EXERCISE INPUT —

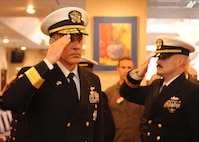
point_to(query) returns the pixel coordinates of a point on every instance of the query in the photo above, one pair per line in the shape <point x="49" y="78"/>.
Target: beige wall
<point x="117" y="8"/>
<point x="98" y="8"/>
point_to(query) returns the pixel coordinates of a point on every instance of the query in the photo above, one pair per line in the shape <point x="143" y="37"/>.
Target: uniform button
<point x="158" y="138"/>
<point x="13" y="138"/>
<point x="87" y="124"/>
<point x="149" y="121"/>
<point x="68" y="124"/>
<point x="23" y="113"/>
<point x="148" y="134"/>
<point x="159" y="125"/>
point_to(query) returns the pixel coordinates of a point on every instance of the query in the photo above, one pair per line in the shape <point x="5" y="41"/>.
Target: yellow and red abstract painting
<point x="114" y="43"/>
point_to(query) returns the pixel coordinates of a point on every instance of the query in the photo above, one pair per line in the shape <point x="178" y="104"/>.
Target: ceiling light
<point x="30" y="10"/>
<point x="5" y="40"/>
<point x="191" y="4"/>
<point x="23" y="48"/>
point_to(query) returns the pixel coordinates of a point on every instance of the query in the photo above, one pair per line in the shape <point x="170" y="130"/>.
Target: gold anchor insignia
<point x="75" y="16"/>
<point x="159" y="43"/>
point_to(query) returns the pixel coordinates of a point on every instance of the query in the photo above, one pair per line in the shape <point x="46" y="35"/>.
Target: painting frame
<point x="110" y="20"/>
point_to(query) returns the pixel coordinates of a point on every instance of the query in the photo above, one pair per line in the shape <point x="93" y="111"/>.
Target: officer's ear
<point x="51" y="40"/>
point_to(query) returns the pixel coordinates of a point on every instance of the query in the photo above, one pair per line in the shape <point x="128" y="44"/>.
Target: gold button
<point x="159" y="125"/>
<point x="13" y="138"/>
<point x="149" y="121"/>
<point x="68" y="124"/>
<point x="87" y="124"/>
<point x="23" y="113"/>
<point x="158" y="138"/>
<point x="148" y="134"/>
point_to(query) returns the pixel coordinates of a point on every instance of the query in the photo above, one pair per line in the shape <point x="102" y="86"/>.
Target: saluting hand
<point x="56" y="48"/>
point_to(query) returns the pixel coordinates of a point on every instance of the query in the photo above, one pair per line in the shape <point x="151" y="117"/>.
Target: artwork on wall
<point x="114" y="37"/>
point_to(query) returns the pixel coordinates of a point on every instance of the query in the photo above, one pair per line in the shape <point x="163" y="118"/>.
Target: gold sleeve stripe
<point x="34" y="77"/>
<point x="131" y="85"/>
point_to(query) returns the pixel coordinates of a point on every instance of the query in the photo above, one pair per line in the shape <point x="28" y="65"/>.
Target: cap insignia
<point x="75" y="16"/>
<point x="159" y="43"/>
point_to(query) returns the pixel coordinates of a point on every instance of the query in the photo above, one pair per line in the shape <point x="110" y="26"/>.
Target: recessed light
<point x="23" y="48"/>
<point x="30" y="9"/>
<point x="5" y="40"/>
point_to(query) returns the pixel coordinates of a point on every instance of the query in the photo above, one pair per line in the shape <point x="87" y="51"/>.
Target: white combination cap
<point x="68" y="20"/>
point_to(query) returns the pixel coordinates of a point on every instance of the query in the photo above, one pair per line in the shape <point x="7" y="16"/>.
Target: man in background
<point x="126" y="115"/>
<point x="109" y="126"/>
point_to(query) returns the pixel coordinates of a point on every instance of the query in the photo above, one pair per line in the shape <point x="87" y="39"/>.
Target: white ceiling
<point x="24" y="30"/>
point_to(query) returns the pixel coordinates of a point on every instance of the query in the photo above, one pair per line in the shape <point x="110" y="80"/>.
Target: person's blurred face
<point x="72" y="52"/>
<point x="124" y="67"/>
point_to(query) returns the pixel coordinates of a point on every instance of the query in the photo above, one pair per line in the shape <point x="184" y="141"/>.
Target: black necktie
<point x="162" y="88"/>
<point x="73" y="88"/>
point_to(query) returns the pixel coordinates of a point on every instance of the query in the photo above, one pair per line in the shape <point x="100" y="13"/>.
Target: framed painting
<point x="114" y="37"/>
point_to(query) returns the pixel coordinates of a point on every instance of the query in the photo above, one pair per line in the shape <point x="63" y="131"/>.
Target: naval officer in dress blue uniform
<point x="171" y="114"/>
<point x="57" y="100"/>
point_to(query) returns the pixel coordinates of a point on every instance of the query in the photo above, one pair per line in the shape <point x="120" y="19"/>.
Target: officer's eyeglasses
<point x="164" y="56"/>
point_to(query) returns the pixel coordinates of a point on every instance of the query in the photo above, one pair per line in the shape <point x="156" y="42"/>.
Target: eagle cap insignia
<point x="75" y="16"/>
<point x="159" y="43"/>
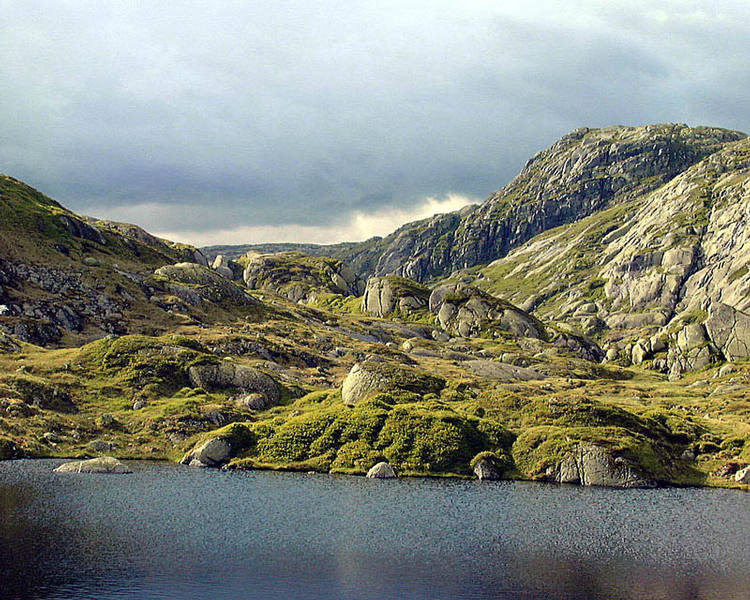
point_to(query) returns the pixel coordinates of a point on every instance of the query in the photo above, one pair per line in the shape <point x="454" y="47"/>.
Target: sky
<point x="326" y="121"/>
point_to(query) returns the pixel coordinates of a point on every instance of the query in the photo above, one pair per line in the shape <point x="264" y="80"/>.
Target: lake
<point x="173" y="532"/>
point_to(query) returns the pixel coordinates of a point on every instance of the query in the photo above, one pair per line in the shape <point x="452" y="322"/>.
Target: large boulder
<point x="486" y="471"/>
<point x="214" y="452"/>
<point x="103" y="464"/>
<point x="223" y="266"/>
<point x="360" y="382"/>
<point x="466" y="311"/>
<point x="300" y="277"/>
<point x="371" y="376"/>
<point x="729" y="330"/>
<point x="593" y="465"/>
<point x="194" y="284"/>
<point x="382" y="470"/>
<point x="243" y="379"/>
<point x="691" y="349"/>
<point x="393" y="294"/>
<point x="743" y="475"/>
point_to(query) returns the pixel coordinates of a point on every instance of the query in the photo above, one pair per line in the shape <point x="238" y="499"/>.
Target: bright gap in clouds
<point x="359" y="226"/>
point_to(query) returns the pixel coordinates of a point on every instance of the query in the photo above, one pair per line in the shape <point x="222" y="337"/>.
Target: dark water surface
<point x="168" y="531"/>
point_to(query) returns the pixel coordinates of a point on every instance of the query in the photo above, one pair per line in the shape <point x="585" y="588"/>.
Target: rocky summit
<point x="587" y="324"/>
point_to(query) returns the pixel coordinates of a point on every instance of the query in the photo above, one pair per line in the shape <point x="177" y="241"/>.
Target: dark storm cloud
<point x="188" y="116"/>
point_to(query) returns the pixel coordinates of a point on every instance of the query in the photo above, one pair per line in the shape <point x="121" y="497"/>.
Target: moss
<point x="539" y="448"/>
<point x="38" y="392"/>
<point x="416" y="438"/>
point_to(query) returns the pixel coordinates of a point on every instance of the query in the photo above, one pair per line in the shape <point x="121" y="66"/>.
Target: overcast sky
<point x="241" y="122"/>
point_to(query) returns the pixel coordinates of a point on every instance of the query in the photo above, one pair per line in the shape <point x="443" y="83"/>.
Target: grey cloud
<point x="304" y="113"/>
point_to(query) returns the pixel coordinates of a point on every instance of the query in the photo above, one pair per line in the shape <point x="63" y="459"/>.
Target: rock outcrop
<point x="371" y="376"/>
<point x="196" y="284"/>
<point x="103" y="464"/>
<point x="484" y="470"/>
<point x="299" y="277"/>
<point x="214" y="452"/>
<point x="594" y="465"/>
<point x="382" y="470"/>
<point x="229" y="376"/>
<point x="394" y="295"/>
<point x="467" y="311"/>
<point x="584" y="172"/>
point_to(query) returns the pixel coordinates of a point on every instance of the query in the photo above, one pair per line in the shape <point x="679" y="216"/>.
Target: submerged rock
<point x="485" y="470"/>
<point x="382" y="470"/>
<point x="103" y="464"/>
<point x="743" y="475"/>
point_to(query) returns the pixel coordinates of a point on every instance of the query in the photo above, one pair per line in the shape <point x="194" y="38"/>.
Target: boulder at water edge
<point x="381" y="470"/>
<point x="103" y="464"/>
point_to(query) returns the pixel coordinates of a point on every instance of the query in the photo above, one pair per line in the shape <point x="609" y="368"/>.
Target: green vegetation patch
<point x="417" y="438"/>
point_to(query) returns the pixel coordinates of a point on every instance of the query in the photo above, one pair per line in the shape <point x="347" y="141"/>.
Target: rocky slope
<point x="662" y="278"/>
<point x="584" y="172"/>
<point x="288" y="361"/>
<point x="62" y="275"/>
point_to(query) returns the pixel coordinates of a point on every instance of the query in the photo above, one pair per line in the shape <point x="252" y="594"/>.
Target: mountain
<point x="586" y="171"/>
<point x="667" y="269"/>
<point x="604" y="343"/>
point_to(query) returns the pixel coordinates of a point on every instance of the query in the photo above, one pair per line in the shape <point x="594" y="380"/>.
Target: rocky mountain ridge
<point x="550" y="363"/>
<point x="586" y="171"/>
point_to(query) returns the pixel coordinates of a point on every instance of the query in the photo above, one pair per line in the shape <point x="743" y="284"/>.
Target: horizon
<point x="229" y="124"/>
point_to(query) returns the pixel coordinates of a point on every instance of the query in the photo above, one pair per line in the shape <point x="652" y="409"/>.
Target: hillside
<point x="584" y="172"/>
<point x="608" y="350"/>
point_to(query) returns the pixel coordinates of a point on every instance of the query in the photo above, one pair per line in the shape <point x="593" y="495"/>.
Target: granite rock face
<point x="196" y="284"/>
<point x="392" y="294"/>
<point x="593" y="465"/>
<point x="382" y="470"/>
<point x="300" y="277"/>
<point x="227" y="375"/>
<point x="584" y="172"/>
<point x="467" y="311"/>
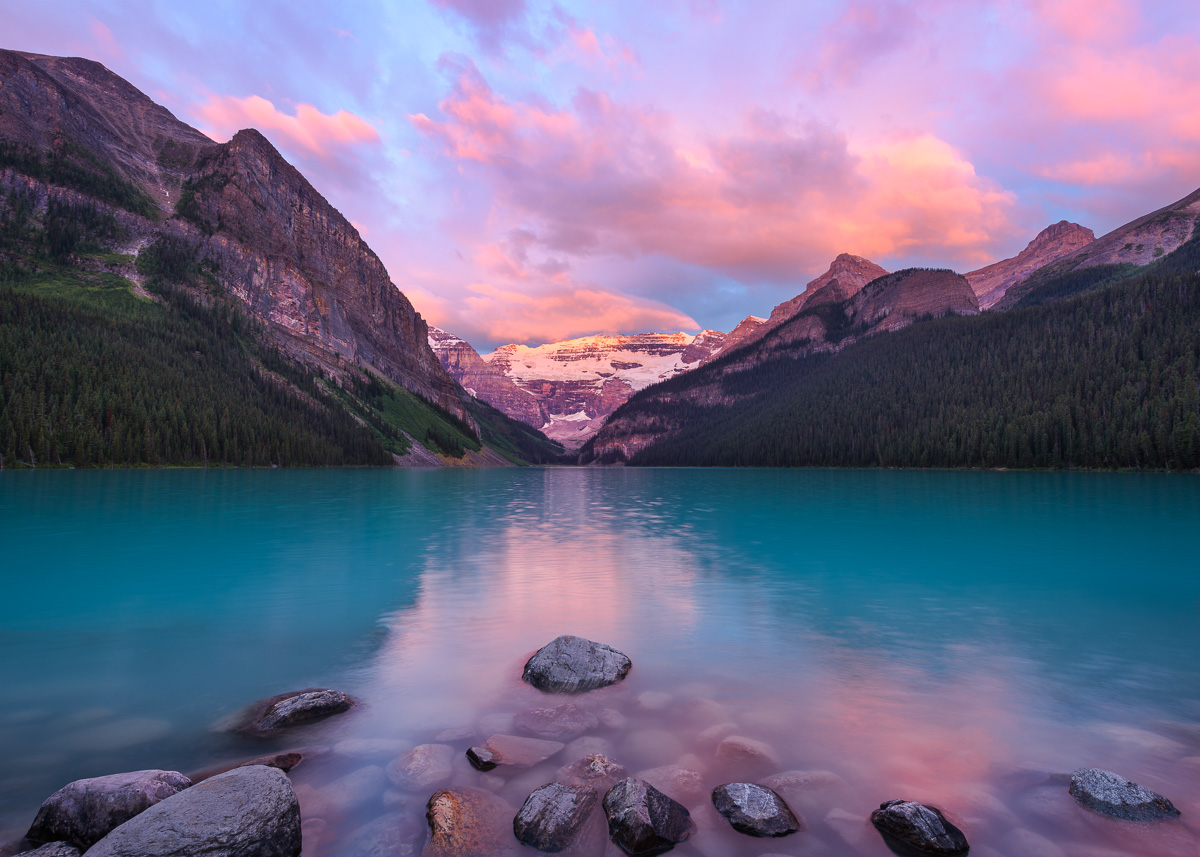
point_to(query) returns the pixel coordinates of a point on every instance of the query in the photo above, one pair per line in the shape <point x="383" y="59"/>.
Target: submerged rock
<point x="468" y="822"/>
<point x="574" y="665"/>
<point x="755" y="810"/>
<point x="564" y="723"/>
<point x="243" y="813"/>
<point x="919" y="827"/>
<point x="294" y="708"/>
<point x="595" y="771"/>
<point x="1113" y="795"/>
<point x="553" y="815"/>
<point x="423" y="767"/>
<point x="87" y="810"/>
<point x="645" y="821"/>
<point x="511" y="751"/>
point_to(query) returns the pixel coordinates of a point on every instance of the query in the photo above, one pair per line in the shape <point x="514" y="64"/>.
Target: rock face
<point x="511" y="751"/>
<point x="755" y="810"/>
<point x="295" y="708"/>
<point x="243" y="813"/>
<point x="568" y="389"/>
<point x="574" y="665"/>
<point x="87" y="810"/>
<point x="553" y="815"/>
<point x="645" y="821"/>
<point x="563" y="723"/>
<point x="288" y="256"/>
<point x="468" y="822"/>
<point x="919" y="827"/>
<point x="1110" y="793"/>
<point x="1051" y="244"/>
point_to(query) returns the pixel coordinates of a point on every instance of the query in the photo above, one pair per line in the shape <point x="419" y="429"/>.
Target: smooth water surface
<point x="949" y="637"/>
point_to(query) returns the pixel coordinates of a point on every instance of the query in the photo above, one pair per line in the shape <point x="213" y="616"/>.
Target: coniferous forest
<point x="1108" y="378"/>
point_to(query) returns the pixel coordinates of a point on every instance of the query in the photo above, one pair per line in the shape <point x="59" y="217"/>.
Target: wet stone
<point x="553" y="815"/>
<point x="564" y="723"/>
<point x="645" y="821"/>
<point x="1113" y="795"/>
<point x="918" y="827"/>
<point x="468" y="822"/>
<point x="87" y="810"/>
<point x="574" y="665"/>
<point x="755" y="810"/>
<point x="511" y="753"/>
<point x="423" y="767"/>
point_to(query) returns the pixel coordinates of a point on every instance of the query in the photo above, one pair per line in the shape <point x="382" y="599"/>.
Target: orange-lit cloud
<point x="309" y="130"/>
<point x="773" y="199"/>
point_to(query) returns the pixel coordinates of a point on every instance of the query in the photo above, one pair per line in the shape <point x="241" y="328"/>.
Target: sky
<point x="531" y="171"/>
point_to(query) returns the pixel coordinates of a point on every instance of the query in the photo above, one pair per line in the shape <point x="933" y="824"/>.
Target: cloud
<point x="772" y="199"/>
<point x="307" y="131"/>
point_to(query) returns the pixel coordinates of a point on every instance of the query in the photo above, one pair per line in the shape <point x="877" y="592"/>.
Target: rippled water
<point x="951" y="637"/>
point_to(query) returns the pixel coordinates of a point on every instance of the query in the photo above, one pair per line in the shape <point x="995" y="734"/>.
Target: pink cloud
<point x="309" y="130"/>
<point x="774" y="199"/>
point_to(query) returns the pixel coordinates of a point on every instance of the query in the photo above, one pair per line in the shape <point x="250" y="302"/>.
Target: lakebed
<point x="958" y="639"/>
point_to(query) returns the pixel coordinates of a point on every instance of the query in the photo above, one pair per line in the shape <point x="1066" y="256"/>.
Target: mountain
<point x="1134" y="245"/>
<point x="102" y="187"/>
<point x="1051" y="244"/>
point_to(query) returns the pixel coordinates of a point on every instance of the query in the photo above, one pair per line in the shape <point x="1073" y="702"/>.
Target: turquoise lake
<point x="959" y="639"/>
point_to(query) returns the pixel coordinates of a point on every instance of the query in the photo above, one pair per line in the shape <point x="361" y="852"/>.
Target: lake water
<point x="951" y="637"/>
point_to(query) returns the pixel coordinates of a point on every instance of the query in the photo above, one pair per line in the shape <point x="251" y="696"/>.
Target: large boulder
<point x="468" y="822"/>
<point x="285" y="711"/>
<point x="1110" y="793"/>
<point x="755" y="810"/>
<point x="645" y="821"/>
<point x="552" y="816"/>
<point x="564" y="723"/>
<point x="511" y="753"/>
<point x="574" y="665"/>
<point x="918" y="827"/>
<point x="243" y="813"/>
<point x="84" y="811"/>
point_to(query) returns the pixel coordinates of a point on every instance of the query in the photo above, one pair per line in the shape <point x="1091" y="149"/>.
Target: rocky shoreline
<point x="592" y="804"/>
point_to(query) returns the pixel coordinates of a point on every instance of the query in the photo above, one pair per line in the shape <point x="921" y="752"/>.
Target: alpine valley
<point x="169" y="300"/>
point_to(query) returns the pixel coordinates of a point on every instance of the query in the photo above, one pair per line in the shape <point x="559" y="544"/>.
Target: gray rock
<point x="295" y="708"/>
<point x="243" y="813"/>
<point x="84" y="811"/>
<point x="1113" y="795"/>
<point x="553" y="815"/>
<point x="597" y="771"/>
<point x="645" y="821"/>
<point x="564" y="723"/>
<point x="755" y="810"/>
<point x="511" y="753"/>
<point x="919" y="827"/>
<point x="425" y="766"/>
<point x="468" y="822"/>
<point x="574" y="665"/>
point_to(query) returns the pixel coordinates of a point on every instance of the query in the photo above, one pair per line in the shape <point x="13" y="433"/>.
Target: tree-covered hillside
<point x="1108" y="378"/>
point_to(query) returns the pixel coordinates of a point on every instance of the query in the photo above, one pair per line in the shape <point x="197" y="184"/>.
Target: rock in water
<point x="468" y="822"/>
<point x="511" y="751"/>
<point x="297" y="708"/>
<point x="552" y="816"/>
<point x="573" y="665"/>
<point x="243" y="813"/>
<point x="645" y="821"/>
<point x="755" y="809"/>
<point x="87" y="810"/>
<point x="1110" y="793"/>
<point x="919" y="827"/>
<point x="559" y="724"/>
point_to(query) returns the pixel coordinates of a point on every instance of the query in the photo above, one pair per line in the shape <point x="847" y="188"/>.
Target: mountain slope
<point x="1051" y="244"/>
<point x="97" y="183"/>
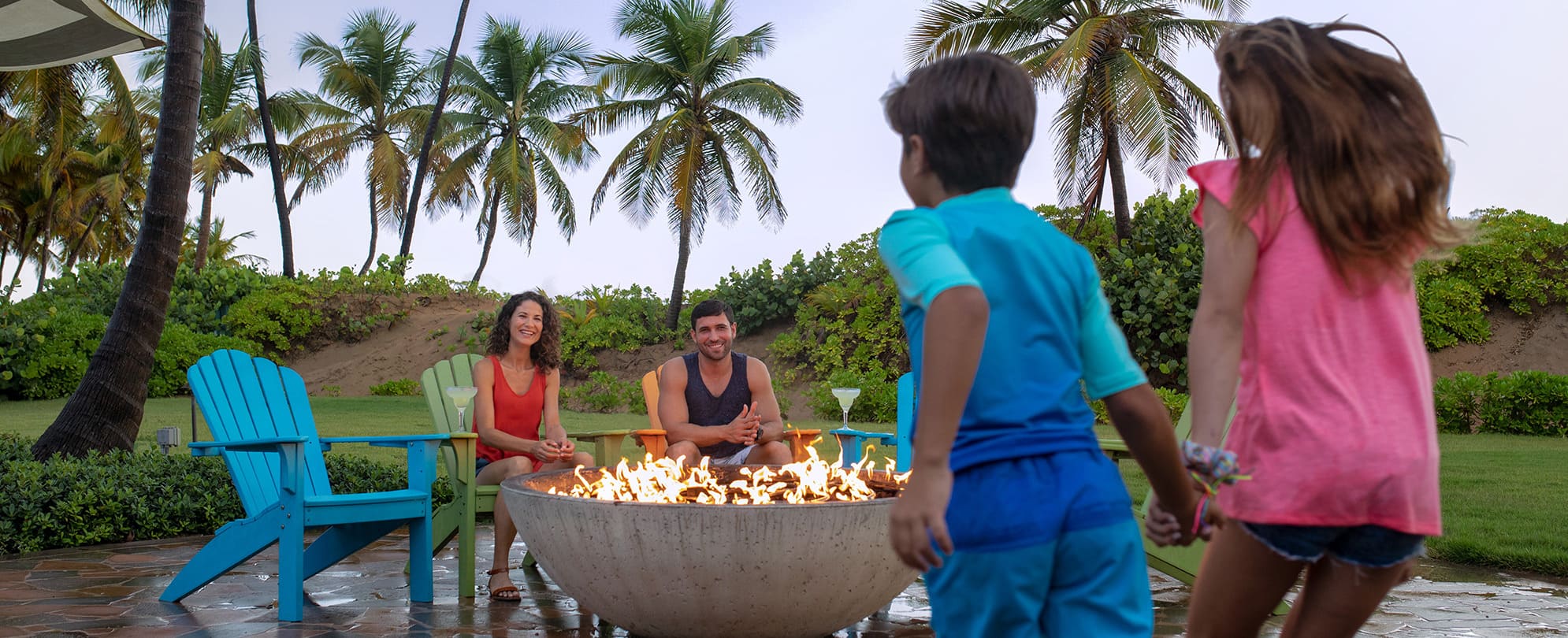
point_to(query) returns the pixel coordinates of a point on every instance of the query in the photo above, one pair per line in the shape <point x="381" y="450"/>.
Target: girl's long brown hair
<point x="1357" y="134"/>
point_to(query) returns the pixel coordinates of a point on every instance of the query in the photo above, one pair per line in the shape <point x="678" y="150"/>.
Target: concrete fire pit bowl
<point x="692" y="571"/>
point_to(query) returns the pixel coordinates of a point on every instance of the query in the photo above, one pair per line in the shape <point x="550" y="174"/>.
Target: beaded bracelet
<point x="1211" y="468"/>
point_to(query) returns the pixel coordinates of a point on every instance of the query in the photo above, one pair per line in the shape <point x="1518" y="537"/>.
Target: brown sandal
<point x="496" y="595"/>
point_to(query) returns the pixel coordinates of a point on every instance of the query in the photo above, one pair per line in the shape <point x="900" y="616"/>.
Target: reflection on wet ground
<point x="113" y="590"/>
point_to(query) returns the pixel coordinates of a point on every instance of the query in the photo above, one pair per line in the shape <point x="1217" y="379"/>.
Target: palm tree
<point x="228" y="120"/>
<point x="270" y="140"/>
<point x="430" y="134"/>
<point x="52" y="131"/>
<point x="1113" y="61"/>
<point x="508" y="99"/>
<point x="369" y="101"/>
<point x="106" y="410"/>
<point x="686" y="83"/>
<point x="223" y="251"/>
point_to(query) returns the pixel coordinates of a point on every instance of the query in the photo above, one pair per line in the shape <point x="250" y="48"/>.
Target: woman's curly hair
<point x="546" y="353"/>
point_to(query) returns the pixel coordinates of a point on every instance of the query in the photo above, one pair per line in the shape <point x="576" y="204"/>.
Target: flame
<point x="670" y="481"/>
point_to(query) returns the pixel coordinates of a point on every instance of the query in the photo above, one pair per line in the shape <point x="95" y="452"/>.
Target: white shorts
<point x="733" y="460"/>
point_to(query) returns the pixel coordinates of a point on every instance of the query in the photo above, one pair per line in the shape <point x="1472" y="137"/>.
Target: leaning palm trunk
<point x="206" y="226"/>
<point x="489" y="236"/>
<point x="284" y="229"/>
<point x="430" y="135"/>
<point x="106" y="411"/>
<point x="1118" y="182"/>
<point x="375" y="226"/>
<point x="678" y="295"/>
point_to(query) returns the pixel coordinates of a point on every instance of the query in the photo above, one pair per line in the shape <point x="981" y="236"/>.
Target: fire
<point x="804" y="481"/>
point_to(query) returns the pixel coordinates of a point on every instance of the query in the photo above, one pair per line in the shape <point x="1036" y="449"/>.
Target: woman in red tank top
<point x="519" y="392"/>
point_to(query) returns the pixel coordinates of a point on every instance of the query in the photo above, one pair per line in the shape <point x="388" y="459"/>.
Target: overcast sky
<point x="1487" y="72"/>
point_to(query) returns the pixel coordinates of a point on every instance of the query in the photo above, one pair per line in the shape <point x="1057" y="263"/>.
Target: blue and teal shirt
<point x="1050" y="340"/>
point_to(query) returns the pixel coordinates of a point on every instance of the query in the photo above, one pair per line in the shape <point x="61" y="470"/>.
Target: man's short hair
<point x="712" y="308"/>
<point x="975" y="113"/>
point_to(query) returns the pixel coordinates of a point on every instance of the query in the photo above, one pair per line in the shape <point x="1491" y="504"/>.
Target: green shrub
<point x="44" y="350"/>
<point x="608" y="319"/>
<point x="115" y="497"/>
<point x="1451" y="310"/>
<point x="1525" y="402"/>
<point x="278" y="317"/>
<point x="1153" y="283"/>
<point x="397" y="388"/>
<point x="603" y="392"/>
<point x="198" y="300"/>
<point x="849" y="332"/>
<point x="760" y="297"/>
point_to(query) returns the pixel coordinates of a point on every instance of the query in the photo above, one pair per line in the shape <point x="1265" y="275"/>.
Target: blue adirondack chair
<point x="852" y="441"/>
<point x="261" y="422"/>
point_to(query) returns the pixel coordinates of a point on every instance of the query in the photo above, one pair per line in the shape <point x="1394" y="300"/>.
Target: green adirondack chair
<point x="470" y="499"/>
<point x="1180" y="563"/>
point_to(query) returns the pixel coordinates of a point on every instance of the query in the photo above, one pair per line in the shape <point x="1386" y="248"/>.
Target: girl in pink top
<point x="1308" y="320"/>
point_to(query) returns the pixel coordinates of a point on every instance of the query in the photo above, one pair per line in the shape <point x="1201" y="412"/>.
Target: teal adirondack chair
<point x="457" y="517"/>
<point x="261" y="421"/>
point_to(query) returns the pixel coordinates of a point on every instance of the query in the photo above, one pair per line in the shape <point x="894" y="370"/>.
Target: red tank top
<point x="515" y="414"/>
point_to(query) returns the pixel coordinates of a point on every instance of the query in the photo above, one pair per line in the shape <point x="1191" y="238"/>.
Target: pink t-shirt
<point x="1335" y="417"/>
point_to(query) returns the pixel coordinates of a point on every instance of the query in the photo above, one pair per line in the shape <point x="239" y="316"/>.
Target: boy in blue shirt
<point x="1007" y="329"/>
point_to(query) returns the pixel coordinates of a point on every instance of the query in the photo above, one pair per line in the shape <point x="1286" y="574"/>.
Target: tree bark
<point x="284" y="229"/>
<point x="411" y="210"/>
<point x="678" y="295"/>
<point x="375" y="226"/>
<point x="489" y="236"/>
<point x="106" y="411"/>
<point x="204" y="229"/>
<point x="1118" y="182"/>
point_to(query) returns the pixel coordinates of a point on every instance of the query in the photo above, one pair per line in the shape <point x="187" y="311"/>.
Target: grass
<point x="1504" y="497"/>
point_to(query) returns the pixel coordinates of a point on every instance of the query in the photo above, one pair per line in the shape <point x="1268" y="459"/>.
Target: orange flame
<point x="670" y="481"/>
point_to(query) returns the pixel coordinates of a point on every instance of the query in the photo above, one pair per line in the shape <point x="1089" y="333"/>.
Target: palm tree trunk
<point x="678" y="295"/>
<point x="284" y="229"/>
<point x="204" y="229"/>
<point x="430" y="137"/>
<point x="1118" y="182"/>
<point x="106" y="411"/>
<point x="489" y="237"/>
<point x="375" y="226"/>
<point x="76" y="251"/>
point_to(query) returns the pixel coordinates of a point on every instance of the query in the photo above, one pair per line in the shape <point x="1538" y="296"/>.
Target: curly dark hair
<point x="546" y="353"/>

TASK INSTRUCTIONS —
List every line of the data above that contains the string "insignia", copying each line in full. Matches are case-sensitive.

SOLUTION FOR THIS TASK —
Target: gold anchor insignia
Target: cap insignia
Target: eagle cap insignia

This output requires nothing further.